**Exercise objective:** The line containing "Mark the whitewater" marks where copying starts, so set down that line and each one after it exactly, through the end of the records.

━━ Data section ━━

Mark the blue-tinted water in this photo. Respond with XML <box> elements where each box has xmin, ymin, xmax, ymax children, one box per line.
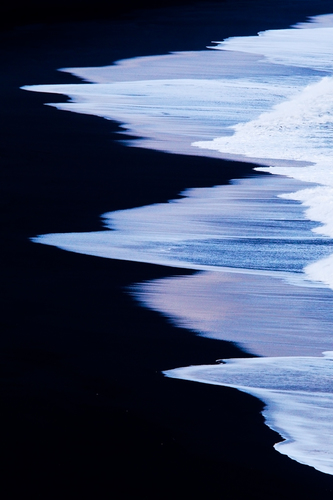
<box><xmin>23</xmin><ymin>14</ymin><xmax>333</xmax><ymax>474</ymax></box>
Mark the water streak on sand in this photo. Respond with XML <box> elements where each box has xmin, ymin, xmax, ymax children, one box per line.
<box><xmin>23</xmin><ymin>14</ymin><xmax>333</xmax><ymax>474</ymax></box>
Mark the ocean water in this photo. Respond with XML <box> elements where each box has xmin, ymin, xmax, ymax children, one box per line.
<box><xmin>23</xmin><ymin>14</ymin><xmax>333</xmax><ymax>474</ymax></box>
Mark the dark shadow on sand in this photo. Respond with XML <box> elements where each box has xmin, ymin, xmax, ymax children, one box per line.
<box><xmin>2</xmin><ymin>2</ymin><xmax>333</xmax><ymax>497</ymax></box>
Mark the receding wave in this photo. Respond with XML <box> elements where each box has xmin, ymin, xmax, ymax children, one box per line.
<box><xmin>165</xmin><ymin>352</ymin><xmax>333</xmax><ymax>475</ymax></box>
<box><xmin>23</xmin><ymin>13</ymin><xmax>333</xmax><ymax>474</ymax></box>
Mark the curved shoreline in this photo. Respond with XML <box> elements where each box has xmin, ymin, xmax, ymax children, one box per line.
<box><xmin>2</xmin><ymin>1</ymin><xmax>333</xmax><ymax>497</ymax></box>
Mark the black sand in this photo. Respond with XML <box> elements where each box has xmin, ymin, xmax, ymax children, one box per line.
<box><xmin>2</xmin><ymin>1</ymin><xmax>333</xmax><ymax>497</ymax></box>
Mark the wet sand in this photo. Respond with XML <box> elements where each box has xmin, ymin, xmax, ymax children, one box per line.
<box><xmin>2</xmin><ymin>1</ymin><xmax>333</xmax><ymax>497</ymax></box>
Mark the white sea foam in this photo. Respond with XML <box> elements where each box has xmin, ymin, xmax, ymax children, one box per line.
<box><xmin>23</xmin><ymin>14</ymin><xmax>333</xmax><ymax>474</ymax></box>
<box><xmin>211</xmin><ymin>15</ymin><xmax>333</xmax><ymax>71</ymax></box>
<box><xmin>23</xmin><ymin>15</ymin><xmax>333</xmax><ymax>290</ymax></box>
<box><xmin>193</xmin><ymin>82</ymin><xmax>333</xmax><ymax>286</ymax></box>
<box><xmin>193</xmin><ymin>19</ymin><xmax>333</xmax><ymax>288</ymax></box>
<box><xmin>195</xmin><ymin>76</ymin><xmax>333</xmax><ymax>167</ymax></box>
<box><xmin>22</xmin><ymin>75</ymin><xmax>313</xmax><ymax>158</ymax></box>
<box><xmin>165</xmin><ymin>352</ymin><xmax>333</xmax><ymax>475</ymax></box>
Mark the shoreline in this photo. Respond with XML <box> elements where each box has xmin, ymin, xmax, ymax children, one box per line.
<box><xmin>2</xmin><ymin>1</ymin><xmax>333</xmax><ymax>497</ymax></box>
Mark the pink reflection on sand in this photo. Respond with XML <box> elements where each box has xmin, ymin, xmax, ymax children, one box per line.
<box><xmin>132</xmin><ymin>269</ymin><xmax>333</xmax><ymax>357</ymax></box>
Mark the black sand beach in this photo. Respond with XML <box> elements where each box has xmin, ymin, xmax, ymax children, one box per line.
<box><xmin>2</xmin><ymin>1</ymin><xmax>333</xmax><ymax>497</ymax></box>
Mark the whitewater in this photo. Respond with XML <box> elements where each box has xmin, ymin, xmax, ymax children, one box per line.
<box><xmin>23</xmin><ymin>14</ymin><xmax>333</xmax><ymax>474</ymax></box>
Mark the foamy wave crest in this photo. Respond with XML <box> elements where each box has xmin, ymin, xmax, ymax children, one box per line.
<box><xmin>305</xmin><ymin>255</ymin><xmax>333</xmax><ymax>289</ymax></box>
<box><xmin>194</xmin><ymin>76</ymin><xmax>333</xmax><ymax>165</ymax></box>
<box><xmin>194</xmin><ymin>75</ymin><xmax>333</xmax><ymax>288</ymax></box>
<box><xmin>194</xmin><ymin>17</ymin><xmax>333</xmax><ymax>290</ymax></box>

━━━

**Your solution:**
Mark the whitewater in this photo. Respond with XML <box> elements where each box has xmin, ymin, xmax, ymax children, one box per line.
<box><xmin>23</xmin><ymin>14</ymin><xmax>333</xmax><ymax>474</ymax></box>
Mark the foamy wave crest in this photo. Respond with XML <box> elements where each box has xmin, ymin, xmax, ymax children, one box per line.
<box><xmin>305</xmin><ymin>255</ymin><xmax>333</xmax><ymax>289</ymax></box>
<box><xmin>194</xmin><ymin>76</ymin><xmax>333</xmax><ymax>165</ymax></box>
<box><xmin>194</xmin><ymin>75</ymin><xmax>333</xmax><ymax>288</ymax></box>
<box><xmin>194</xmin><ymin>17</ymin><xmax>333</xmax><ymax>290</ymax></box>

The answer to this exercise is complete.